• **THE EXERCISE**: Rewrite all the records below, replacing every occurrence of "pigeon" with "dove" and leaving everything else untouched.

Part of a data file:
** START **
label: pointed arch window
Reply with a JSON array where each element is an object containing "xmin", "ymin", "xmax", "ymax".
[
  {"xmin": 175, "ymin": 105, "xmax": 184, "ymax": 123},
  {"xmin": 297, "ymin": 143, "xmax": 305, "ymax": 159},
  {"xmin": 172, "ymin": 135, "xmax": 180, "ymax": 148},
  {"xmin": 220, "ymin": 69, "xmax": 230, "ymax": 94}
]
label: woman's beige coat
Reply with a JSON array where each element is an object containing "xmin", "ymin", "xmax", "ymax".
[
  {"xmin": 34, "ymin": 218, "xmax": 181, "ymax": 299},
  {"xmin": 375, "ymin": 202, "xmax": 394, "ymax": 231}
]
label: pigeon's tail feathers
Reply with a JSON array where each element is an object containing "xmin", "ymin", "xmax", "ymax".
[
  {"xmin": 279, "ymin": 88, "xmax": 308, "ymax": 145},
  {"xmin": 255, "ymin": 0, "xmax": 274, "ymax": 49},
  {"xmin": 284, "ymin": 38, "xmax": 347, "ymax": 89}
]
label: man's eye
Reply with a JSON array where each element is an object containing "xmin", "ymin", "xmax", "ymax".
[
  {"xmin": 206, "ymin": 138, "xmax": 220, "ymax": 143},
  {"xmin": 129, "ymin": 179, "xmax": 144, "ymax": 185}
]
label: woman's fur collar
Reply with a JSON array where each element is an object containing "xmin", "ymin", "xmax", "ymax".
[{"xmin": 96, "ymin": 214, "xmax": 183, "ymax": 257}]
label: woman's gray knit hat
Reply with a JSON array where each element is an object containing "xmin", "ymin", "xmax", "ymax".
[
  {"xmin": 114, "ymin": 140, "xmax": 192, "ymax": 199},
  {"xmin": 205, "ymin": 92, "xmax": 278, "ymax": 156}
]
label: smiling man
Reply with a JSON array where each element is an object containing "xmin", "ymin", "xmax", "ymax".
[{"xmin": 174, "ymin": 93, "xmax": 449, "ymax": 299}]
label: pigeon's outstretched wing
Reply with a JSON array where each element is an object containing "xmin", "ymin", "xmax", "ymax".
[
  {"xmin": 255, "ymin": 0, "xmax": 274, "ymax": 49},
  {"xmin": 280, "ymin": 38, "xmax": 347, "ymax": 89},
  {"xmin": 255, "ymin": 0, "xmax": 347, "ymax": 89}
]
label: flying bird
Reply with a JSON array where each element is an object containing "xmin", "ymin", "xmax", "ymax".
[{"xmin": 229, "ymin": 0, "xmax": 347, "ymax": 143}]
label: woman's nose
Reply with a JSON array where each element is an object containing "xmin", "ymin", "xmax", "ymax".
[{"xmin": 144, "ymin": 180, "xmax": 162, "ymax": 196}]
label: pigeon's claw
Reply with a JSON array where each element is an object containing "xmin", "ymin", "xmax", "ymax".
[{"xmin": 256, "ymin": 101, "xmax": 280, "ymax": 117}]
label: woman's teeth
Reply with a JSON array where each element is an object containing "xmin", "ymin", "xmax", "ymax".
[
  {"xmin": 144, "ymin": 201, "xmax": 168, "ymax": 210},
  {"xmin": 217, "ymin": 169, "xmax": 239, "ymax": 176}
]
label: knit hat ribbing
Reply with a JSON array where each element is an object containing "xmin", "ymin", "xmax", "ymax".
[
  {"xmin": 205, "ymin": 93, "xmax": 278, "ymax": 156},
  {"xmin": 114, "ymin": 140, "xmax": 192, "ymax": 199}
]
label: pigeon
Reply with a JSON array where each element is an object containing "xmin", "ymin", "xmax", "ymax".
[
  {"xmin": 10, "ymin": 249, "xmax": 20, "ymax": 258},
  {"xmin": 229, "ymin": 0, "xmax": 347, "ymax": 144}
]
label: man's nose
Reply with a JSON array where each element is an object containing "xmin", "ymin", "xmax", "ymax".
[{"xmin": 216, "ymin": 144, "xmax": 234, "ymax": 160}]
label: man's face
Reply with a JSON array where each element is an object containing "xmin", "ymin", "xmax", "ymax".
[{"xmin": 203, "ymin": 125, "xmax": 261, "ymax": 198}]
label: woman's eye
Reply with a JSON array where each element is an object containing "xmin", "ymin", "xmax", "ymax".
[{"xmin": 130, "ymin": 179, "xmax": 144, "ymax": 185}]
** END **
• **TASK SOLUTION**:
label: pointed arch window
Reply with a JSON array where each element is an object containing "xmin", "ymin", "xmax", "ymax".
[
  {"xmin": 175, "ymin": 105, "xmax": 184, "ymax": 123},
  {"xmin": 297, "ymin": 143, "xmax": 305, "ymax": 159},
  {"xmin": 172, "ymin": 135, "xmax": 180, "ymax": 148},
  {"xmin": 220, "ymin": 69, "xmax": 230, "ymax": 94}
]
label: woman's beige coat
Reply with a JSON array where each element is an object containing "xmin", "ymin", "xmax", "ymax".
[
  {"xmin": 34, "ymin": 218, "xmax": 181, "ymax": 299},
  {"xmin": 375, "ymin": 202, "xmax": 394, "ymax": 231}
]
label: dove's tail feathers
Reply with a JSON array where each element is an object containing "xmin", "ymin", "xmax", "ymax".
[
  {"xmin": 279, "ymin": 88, "xmax": 308, "ymax": 145},
  {"xmin": 255, "ymin": 0, "xmax": 274, "ymax": 49},
  {"xmin": 284, "ymin": 38, "xmax": 347, "ymax": 89}
]
label: man's eye
Reply with a JSON array where each element is an object containing "xmin", "ymin", "xmax", "ymax".
[
  {"xmin": 206, "ymin": 138, "xmax": 220, "ymax": 143},
  {"xmin": 129, "ymin": 179, "xmax": 144, "ymax": 185}
]
label: woman's fur collar
Reply with a JSON array where each element is an object containing "xmin", "ymin", "xmax", "ymax".
[{"xmin": 96, "ymin": 214, "xmax": 183, "ymax": 257}]
label: woman's gray knit hat
Reply with a JSON array where each element is an object containing "xmin", "ymin", "xmax", "ymax".
[
  {"xmin": 114, "ymin": 140, "xmax": 192, "ymax": 199},
  {"xmin": 205, "ymin": 92, "xmax": 278, "ymax": 156}
]
label: smiling man
Reply with a JSON array where each element is an object containing "xmin", "ymin", "xmax", "ymax".
[{"xmin": 174, "ymin": 93, "xmax": 449, "ymax": 299}]
label: dove's outstretched wing
Reply with a JSON array where each element is an object containing "xmin", "ymin", "xmax", "ymax".
[
  {"xmin": 255, "ymin": 0, "xmax": 274, "ymax": 49},
  {"xmin": 280, "ymin": 38, "xmax": 347, "ymax": 89},
  {"xmin": 255, "ymin": 0, "xmax": 347, "ymax": 89}
]
label: flying bird
Reply with a JSON array where each element is an object containing "xmin", "ymin", "xmax", "ymax".
[{"xmin": 229, "ymin": 0, "xmax": 347, "ymax": 143}]
label: woman's nose
Reply with a JSON array where each element is an object containing "xmin", "ymin", "xmax", "ymax".
[{"xmin": 144, "ymin": 180, "xmax": 162, "ymax": 196}]
label: dove's claw
Reply with a JSON array where each element is an object containing "xmin", "ymin", "xmax", "ymax".
[{"xmin": 256, "ymin": 101, "xmax": 280, "ymax": 117}]
label: woman's teeth
Reply with a JSON array where each element is an object containing "xmin", "ymin", "xmax", "ymax".
[
  {"xmin": 144, "ymin": 201, "xmax": 168, "ymax": 210},
  {"xmin": 217, "ymin": 169, "xmax": 239, "ymax": 176}
]
label: knit hat ribbing
Reply with a JSON array where each element is an object containing "xmin", "ymin", "xmax", "ymax".
[
  {"xmin": 205, "ymin": 93, "xmax": 278, "ymax": 156},
  {"xmin": 114, "ymin": 140, "xmax": 192, "ymax": 199}
]
label: dove
Reply with a JSON array where each element is an object containing "xmin", "ymin", "xmax", "ymax".
[
  {"xmin": 10, "ymin": 249, "xmax": 20, "ymax": 258},
  {"xmin": 229, "ymin": 0, "xmax": 347, "ymax": 144}
]
label: man's nose
Reply with a JSON array where each element is an object containing "xmin", "ymin", "xmax", "ymax".
[{"xmin": 216, "ymin": 144, "xmax": 234, "ymax": 160}]
label: man's face
Reply with a JSON array where each element is an object containing "xmin", "ymin", "xmax", "ymax".
[{"xmin": 203, "ymin": 125, "xmax": 261, "ymax": 198}]
label: woman's eye
Reply with a JSON array where each element is an object containing "xmin", "ymin", "xmax", "ymax".
[{"xmin": 130, "ymin": 179, "xmax": 144, "ymax": 185}]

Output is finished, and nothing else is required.